QUOTED PASSAGE:
Until we moved to the Hudson Valley, I had never heard of black sour cherries. Apparently they are a big deal. Last year, we went to Cherry Ridge Farms in Hudson to pick red sour cherries about a week before the black sours were ready. We were firmly warned to stay away from the black sour trees and that if any forbidden cherries found their way into our basket, we would be charged triple the price. I expected to see armed guards protecting the trees.
If their goal was to build hype about the black sour cherries, it worked on me. I had to have some. I marked opening day on my calendar and worked out our schedule around it. Unfortunately, we got there too late. I guess they weren’t kidding when they said they went fast. By 11:30 a.m. on opening day, Cherry Ridge Farms’ trees were bare.
While standing around with our empty pail, we heard that Fix Brothers still had some, so we raced over there. As we turned up the winding road to the orchard, we started noticing cars parked on the roadside, lots of cars.
There was a bit of a frenetic energy in the air. Scores of people were scurrying around the trees, loading their buckets. I happily joined in the frenzy.
The trees were dripping with big, dark-red cherries. I started grabbing handfuls. To me, it was like the opening scene to “Charlie and the Chocolate Factory” — magical and gluttonous.
I asked people what they planned to do with the cherries. There were a few people, like us, who were just picking because it seemed like the thing to do. With this many people clamoring for the dark-red orbs, they must be something special. Others were picking with purpose and that purpose was black sour cherry liqueur. Prized as an elixir of sorts, the homemade beverage is a staple in many Eastern European countries, which explained all of the head scarves being worn and hard consonants being spoken.
Black sour cherries are more tart than the red ones. The tartness makes them perfect for baking or making brandy or liqueurs. Fix Brothers’ black sours are Morello cherries, which range from a medium red to a dark mahogany red. The longer they stay on the tree, the darker they get.
Like blueberries and other purplish-red fruits, sour cherries contain anthocyanins, which have powerful anti-inflammatory properties. The darker the cherries, the more anthocyanins they have. Cherries are purported to relieve painful inflammatory conditions such as gout and arthritis. Plus a cup of fresh sour cherries has 40 percent of your daily recommended allowance of vitamin A, 26 percent of vitamin C; 2 percent of calcium and 3 percent of iron. No wonder liqueur made from black sour cherries is prized!
My husband had to drag me out of the orchard. This year, I will try to remember that we will have to pit all of the cherries we pick. Maybe that will get me out of the orchard faster.

YOUR GOAL:
Reproduce word for word the portion of the black sour cherry essay from "Until we moved" to "protecting the trees.".

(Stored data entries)
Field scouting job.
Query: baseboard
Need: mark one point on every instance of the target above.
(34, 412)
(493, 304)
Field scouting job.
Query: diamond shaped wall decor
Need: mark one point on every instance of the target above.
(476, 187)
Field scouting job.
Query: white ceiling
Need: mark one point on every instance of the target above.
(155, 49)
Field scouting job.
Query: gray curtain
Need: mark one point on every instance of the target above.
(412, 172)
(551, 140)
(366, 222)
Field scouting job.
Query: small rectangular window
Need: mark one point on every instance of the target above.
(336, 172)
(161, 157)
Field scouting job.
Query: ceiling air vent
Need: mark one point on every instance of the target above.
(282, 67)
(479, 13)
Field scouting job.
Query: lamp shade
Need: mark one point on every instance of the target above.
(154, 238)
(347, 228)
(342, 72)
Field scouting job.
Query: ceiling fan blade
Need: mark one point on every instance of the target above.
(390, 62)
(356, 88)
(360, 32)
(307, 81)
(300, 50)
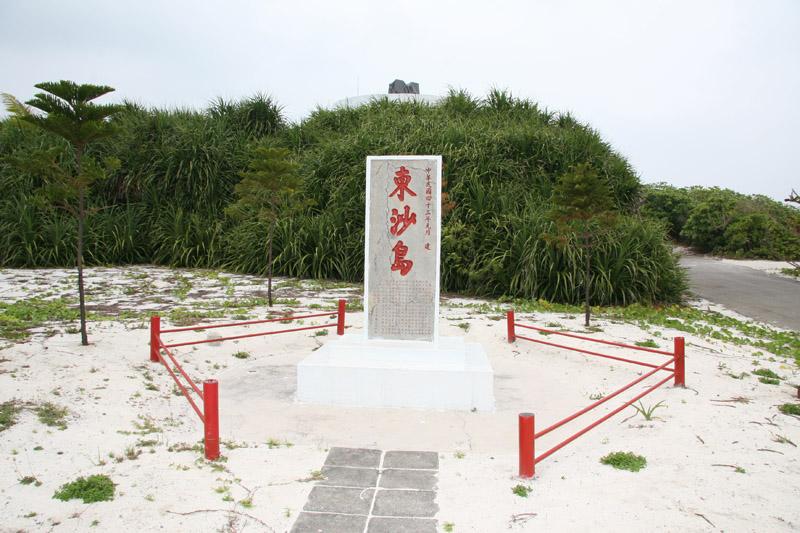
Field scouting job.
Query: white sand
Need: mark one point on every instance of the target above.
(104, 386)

==

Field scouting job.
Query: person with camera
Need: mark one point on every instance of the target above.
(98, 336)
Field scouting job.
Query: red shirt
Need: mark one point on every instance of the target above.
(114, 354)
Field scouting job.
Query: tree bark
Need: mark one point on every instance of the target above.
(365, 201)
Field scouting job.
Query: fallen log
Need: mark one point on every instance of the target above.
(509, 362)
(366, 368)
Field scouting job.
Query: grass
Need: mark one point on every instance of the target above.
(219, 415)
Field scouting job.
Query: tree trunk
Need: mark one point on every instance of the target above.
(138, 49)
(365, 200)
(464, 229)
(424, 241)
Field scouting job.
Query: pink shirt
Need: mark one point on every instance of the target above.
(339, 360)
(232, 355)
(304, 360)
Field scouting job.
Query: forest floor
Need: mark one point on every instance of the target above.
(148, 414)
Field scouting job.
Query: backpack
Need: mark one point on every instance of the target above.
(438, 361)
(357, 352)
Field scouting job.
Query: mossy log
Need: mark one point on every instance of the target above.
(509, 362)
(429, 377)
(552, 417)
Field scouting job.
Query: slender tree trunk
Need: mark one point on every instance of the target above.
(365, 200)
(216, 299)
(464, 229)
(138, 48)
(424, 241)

SOLUTION TO THE EXERCISE:
Until we moved to the Hudson Valley, I had never heard of black sour cherries. Apparently they are a big deal. Last year, we went to Cherry Ridge Farms in Hudson to pick red sour cherries about a week before the black sours were ready. We were firmly warned to stay away from the black sour trees and that if any forbidden cherries found their way into our basket, we would be charged triple the price. I expected to see armed guards protecting the trees.